Retype everything in the listing, leaving each line exactly as it is.

Dataset rows on where objects appear:
-.-.-

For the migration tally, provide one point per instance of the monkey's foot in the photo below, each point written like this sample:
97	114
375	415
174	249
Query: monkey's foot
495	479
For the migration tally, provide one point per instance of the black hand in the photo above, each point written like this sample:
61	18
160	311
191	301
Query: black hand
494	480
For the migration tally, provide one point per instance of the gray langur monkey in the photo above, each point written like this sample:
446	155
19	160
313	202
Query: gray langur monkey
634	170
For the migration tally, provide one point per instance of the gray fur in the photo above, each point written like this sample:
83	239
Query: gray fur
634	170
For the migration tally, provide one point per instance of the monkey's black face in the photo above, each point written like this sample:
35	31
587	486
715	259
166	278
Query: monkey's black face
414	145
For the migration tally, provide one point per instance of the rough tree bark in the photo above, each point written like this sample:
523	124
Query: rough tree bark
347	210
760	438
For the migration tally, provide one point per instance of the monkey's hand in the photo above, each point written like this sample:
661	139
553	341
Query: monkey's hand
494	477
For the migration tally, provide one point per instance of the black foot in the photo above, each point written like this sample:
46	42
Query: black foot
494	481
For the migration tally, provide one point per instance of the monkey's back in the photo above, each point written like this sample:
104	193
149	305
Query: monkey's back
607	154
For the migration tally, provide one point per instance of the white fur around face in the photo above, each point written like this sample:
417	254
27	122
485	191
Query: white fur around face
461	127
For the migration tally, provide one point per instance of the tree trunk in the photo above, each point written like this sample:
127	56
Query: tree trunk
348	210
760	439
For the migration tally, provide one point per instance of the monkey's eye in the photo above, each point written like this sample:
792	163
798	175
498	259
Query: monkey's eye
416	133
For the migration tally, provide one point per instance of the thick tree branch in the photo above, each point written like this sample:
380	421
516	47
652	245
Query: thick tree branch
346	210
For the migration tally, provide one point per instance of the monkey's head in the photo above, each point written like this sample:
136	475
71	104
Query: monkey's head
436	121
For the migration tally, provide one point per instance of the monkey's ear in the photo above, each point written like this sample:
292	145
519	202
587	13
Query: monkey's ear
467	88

-.-.-

**Exercise response:**
For the migration tally, provide one point per instance of the monkey's foot in the photo below, each point written like this sample:
97	114
375	415
174	249
Query: monkey's foot
495	479
For the migration tally, provide one point per instance of the black hand in the photo above, each point written like this sample:
61	18
160	311
191	301
Query: black hand
494	480
For the migration tally, provide one point per instance of the gray langur monkey in the photo above, each point written like this sample:
446	155
19	160
313	202
Query: gray langur monkey
634	170
For the migration tally, provide one point per instance of the gray fur in the photo above, each point written like this sample:
83	239
Query: gray fur
634	170
For the migration tally, provide one point per instance of the monkey's black face in the photo above, each point written like this sample:
35	31
587	486
715	259
166	278
Query: monkey's black face
414	145
For the migration tally, provide one point per instance of the rough tree bark in the photo above, each point written like this sample:
523	124
Query: rough tree bark
347	210
760	438
For the migration tally, provide one point per instance of the monkey's hand in the photo above, each point written like this sample:
661	139
553	341
Query: monkey's hand
494	477
For the migration tally, provide one point per instance of the black foot in the photo above, each point written like this sample:
46	42
Query: black foot
494	481
For the migration tally, provide one point per instance of the monkey's back in the photo above, each point written like this sample:
104	193
149	305
Query: monkey's back
607	154
For the migration tally, provide one point per instance of the white fur around face in the photo above, each point written like this sample:
417	254
27	122
485	191
Query: white fur around face
461	127
For the migration tally, provide one point per instance of the tree trunk in the photo above, each point written like this sample:
127	56
Query: tree trunk
348	210
760	439
For the migration tally, provide one point per instance of the monkey's eye in the photo above, each point written like this sample:
792	163
798	175
498	259
Query: monkey's eye
416	133
For the migration tally, provide one point per instance of the thick tree branch in the photo above, each point written like this sample:
380	421
516	47
652	245
Query: thick tree branch
346	210
For the migration tally, provide one point per instance of the monkey's head in the photo above, each point written like this sample:
136	475
71	104
Query: monkey's head
436	121
For the migration tally, provide one point per instance of the monkey's ear in the photo above, each point written like this sample:
292	145
519	202
587	13
Query: monkey's ear
467	88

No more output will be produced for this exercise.